What the task asks.
Repeat word for word the passage from "Ist es mit 'als'" to "Is that correct?" in the thread on Mauthner's use of "wie".

━━━ Page excerpt ━━━

# wie sie ihn nannten



## Löwenfrau

Hallo.

Ich bin nicht sicher, welche Funktion hat das 'wie' im folgenden Fall:


"Wollte einer für dieses nicht mitteilbare Gefühl vom Sinne der Welt das tote Wort Gott wieder gebrauchen, so hätte die Sprache ja nichts dagegen. Ich liebe nur die Worte nicht, die keine mitteilbare Vorstellung ausdrücken können. Auch den großen Mystikern war Gott nur in ihrem Gefühl, unsagbar; wie sie ihn nannten, wurde er zum Götzen." Mauthner

Ist es mit 'als' austauschbar? ... als sie ihn nannten, würde.. ?

Auf English:

as they denominated him, he turned into idol
from the moment they denominated him, he turned into idol


Is that correct?


----------



## Schimmelreiter

_as they denominated him _is perfect. To me, _wie_, as Mauthner uses it, is polyambiguous: I see cause _(weil), _instrument _(indem)_, time _(sobald)_ and manner _(wie)_. And I've always felt that all four are in _as. _


----------



## Löwenfrau

Thanks.

━━━ Provided records ━━━

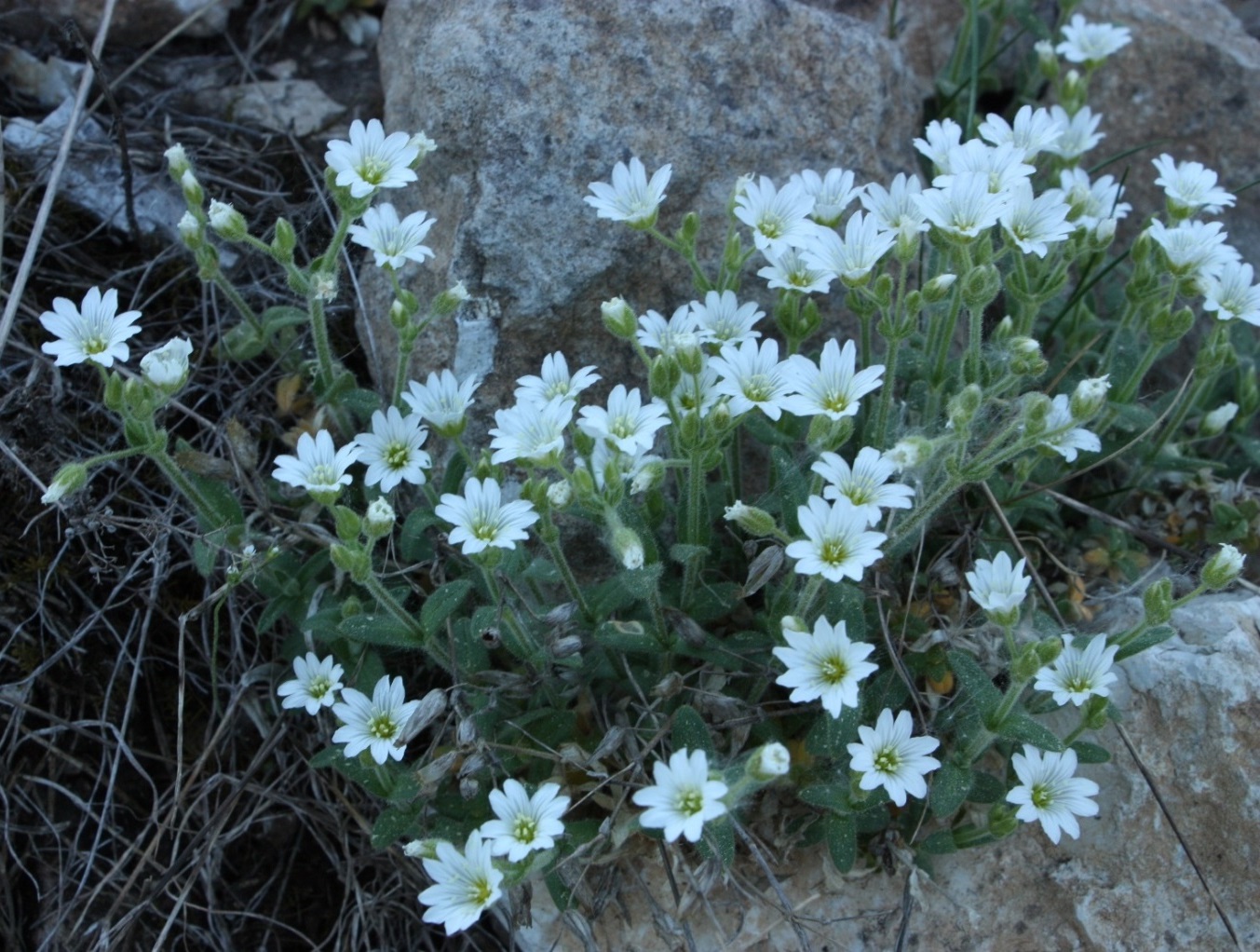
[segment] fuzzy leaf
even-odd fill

━━━
━━━ Provided records ━━━

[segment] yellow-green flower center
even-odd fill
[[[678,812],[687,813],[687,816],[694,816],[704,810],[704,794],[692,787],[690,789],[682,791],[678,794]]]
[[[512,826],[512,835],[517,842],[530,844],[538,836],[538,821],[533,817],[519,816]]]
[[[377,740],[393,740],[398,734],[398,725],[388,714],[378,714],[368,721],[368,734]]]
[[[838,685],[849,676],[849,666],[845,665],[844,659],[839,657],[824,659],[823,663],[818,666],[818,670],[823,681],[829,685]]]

━━━

Expected answer.
Ist es mit 'als' austauschbar? ... als sie ihn nannten, würde.. ?

Auf English:

as they denominated him, he turned into idol
from the moment they denominated him, he turned into idol


Is that correct?